═════ SOURCE RECORDS ═════

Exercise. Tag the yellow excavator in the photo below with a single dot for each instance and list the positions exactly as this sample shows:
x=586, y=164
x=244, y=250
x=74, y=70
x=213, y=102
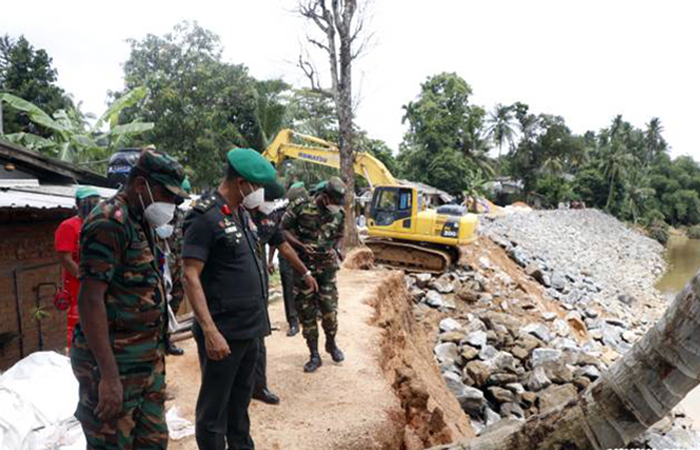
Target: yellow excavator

═════

WORK INSTRUCTIONS: Format every line of the items above as a JSON array of strings, one string per line, omitting blank lines and the picture lines.

FULL SOLUTION:
[
  "Exercise. Tag the yellow excavator in the photo below with a single dot for each instance and list the positions exactly as this sample shows:",
  "x=586, y=164",
  "x=244, y=250",
  "x=74, y=70",
  "x=213, y=102",
  "Target: yellow excavator"
]